++++ Exercise material
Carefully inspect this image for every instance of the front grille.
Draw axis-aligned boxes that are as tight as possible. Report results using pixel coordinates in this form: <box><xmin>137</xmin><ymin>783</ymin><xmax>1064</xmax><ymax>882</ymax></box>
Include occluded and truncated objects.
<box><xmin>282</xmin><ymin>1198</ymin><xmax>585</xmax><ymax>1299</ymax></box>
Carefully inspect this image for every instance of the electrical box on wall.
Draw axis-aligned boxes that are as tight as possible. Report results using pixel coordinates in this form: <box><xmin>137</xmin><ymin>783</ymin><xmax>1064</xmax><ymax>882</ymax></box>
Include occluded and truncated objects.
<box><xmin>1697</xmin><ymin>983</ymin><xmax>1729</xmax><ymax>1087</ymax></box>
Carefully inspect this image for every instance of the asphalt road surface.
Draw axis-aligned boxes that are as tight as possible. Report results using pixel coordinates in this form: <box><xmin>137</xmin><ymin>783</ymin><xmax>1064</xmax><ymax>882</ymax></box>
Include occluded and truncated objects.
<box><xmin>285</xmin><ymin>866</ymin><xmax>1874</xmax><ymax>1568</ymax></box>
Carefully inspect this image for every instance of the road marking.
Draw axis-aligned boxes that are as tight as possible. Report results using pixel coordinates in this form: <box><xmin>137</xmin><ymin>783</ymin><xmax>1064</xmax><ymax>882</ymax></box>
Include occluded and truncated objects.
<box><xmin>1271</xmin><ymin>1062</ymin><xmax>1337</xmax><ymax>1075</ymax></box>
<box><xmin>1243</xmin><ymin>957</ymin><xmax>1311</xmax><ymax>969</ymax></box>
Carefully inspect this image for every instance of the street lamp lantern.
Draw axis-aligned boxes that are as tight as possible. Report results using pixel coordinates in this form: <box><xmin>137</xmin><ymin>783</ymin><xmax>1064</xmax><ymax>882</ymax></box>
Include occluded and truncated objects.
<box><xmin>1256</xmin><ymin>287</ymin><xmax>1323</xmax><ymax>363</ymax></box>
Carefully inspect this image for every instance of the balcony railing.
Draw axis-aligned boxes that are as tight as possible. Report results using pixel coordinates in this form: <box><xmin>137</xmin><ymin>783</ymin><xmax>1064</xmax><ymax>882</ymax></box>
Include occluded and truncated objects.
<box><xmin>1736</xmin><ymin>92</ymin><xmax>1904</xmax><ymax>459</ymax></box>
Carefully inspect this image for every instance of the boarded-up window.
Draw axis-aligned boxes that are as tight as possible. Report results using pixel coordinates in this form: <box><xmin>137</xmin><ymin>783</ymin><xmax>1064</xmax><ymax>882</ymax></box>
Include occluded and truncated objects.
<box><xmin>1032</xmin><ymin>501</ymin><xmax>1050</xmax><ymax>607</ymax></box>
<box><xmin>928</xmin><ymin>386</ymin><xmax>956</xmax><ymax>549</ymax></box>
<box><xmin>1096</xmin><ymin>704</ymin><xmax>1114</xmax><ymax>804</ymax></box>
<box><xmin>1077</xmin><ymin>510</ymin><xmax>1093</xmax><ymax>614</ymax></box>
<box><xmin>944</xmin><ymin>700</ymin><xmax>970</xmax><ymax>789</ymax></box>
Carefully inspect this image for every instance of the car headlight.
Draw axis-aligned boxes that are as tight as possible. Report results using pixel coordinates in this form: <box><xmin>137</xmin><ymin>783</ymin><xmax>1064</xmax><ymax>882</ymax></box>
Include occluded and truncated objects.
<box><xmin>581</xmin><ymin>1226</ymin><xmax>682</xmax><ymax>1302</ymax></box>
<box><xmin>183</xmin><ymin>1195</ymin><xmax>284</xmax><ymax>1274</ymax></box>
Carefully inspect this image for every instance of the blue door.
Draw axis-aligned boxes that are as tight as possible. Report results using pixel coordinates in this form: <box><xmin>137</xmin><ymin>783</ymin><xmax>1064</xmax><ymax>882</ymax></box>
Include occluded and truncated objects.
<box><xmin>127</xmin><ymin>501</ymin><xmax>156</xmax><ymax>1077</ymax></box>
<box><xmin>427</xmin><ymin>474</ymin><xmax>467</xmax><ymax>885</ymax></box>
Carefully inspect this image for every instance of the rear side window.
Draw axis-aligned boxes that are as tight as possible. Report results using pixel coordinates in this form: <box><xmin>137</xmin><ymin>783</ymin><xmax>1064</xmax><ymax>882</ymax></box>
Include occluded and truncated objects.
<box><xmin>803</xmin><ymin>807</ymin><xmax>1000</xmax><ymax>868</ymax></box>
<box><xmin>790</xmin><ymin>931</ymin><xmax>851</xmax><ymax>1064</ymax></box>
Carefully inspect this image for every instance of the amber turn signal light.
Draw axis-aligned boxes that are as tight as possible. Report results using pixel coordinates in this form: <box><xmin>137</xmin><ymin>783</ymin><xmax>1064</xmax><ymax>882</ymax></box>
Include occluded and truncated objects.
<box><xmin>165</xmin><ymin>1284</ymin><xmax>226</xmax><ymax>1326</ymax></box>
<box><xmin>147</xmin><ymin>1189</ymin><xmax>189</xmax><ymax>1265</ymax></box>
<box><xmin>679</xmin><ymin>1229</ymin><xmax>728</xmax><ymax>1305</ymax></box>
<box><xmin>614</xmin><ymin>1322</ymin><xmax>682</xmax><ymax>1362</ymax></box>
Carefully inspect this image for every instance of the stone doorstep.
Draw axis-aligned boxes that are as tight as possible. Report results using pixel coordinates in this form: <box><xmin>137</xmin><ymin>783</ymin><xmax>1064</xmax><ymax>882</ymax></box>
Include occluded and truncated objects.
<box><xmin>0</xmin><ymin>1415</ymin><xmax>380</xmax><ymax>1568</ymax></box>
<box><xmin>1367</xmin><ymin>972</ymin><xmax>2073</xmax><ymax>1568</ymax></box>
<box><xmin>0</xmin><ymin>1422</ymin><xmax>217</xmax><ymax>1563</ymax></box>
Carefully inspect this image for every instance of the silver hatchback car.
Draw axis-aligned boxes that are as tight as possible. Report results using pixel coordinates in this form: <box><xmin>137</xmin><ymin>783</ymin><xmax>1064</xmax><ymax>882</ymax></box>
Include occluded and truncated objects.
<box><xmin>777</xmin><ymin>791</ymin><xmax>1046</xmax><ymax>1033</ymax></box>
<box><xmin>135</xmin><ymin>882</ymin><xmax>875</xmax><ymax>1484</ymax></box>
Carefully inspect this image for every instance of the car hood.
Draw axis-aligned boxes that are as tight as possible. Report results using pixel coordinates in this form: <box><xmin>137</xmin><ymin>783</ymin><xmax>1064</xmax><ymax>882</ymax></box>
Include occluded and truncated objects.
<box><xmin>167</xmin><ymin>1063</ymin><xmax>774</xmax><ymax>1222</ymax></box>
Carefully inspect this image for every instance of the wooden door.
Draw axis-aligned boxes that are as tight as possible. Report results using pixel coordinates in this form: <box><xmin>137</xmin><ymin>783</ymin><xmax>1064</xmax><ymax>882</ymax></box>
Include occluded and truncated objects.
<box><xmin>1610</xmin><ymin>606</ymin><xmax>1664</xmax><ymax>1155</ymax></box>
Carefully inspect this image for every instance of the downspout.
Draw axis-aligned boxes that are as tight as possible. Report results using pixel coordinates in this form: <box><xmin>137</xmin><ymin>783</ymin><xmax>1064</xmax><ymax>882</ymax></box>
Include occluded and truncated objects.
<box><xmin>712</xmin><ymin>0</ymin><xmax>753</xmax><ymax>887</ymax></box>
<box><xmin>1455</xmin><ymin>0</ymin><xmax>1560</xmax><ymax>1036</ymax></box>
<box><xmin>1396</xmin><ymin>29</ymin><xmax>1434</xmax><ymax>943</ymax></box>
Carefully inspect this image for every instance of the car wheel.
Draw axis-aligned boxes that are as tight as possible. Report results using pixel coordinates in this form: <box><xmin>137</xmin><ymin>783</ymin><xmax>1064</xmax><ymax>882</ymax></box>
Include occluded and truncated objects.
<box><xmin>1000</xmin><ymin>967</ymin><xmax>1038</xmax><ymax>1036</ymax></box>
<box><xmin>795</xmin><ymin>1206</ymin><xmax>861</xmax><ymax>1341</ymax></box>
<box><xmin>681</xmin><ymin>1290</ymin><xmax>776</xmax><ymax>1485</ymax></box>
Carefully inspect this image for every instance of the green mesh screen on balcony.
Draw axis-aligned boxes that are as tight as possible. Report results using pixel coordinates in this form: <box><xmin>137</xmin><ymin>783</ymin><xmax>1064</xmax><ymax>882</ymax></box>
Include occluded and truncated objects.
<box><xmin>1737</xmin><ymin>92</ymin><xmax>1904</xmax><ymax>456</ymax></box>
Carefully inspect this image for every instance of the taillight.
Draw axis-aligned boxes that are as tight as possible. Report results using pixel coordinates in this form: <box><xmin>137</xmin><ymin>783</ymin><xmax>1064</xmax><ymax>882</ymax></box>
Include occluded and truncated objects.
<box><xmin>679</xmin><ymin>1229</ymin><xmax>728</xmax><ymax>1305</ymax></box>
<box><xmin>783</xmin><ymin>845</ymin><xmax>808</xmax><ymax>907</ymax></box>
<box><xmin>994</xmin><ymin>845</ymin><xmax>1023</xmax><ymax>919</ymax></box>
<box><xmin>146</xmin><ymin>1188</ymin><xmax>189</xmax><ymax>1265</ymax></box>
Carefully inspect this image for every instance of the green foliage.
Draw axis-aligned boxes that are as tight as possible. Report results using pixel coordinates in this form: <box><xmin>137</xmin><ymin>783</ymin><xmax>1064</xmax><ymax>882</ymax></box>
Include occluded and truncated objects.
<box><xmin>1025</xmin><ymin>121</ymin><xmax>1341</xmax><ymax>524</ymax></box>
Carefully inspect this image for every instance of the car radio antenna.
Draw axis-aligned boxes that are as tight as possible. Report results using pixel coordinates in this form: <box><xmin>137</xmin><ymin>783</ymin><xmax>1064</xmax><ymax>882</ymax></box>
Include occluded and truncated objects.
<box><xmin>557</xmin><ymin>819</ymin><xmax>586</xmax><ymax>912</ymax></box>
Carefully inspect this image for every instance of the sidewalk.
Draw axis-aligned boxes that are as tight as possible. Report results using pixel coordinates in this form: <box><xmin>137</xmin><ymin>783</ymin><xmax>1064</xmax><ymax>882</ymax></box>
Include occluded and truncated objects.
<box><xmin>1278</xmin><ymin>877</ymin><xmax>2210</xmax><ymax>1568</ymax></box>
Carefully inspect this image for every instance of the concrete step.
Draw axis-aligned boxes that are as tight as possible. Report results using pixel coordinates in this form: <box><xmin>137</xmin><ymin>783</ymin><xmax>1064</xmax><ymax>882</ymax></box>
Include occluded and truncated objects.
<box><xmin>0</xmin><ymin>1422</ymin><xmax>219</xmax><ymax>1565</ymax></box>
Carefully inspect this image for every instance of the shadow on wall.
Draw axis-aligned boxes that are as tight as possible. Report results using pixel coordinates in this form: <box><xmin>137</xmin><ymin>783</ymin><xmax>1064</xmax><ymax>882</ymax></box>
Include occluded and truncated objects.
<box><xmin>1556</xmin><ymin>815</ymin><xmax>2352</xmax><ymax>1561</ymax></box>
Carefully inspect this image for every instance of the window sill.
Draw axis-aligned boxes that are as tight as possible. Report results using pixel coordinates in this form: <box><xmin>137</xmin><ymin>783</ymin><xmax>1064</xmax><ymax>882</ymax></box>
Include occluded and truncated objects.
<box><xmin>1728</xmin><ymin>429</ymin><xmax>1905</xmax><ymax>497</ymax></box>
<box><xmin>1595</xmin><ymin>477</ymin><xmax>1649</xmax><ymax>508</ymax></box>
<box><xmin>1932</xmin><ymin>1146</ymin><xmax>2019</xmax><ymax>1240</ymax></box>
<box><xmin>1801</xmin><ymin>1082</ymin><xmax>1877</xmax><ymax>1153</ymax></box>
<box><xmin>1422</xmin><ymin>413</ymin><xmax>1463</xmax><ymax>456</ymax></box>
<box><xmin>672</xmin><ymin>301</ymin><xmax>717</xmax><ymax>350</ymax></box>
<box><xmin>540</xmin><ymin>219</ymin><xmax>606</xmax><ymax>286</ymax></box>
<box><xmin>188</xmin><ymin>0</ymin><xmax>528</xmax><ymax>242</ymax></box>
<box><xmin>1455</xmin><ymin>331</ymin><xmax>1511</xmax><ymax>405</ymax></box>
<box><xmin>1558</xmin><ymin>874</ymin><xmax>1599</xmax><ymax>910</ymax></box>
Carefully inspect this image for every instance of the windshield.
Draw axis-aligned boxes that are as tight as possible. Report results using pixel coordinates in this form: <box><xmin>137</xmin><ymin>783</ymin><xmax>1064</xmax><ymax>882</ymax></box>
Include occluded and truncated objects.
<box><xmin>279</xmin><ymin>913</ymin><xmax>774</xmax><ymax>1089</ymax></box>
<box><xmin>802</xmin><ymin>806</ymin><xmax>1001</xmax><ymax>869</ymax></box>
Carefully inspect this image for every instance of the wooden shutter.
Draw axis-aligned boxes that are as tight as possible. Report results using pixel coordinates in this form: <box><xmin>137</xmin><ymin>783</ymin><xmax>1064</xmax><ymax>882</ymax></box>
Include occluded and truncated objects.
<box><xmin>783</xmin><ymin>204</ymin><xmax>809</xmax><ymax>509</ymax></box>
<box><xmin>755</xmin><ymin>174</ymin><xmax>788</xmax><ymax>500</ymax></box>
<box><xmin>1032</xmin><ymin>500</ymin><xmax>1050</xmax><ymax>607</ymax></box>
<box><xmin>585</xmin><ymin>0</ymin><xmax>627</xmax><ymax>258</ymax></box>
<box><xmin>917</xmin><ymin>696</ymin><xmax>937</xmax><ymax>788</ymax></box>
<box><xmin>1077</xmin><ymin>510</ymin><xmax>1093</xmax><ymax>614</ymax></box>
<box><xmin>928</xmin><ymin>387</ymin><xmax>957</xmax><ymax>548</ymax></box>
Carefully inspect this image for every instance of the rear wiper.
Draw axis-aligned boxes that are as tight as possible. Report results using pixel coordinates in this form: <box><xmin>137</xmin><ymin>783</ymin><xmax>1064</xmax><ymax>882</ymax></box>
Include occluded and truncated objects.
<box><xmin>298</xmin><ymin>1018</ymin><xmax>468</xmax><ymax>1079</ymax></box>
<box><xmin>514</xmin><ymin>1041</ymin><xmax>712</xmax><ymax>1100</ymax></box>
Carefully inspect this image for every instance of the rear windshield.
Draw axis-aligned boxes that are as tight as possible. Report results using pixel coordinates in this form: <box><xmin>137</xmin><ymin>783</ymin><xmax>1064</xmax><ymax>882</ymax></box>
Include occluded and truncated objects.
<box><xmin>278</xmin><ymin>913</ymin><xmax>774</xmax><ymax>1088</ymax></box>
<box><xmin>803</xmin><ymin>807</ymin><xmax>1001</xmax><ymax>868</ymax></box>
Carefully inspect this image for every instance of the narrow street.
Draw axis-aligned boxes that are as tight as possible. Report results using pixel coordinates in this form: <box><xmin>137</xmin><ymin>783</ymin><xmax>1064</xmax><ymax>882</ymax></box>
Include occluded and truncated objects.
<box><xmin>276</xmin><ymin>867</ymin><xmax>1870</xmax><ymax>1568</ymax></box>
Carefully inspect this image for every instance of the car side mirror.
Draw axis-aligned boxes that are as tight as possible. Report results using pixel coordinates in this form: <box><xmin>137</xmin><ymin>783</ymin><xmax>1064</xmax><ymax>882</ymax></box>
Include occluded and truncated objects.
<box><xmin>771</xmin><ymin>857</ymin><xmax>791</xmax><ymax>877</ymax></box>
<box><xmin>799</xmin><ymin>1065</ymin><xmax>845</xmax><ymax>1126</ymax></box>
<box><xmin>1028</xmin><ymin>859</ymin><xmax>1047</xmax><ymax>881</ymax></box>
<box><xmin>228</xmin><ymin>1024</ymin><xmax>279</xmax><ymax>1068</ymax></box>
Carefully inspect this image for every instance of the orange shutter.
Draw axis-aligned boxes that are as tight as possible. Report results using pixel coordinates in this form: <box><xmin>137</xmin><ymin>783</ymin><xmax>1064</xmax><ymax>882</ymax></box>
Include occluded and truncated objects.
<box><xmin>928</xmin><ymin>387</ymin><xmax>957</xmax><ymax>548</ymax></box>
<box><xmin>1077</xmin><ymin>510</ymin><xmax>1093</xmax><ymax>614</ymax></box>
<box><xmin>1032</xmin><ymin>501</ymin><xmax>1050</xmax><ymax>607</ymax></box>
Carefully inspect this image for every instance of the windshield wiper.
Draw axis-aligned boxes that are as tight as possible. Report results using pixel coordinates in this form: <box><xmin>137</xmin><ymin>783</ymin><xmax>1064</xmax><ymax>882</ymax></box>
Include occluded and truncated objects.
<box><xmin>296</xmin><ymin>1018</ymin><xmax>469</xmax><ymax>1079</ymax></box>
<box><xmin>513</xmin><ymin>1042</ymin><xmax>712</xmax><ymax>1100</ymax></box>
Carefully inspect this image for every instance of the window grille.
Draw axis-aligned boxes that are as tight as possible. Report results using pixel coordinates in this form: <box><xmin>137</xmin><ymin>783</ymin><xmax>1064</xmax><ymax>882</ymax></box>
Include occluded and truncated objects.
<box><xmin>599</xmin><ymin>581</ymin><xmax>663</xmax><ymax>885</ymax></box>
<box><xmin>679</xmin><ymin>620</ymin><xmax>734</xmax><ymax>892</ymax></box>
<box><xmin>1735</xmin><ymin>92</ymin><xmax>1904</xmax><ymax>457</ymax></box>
++++++++
__What you need to do__: Check each line above for the string "wiper" and return those that contain it.

__Expected answer__:
Carefully inspect this image for every instance of the rear wiper.
Carefully inspect this image for every instance of the windshield wiper.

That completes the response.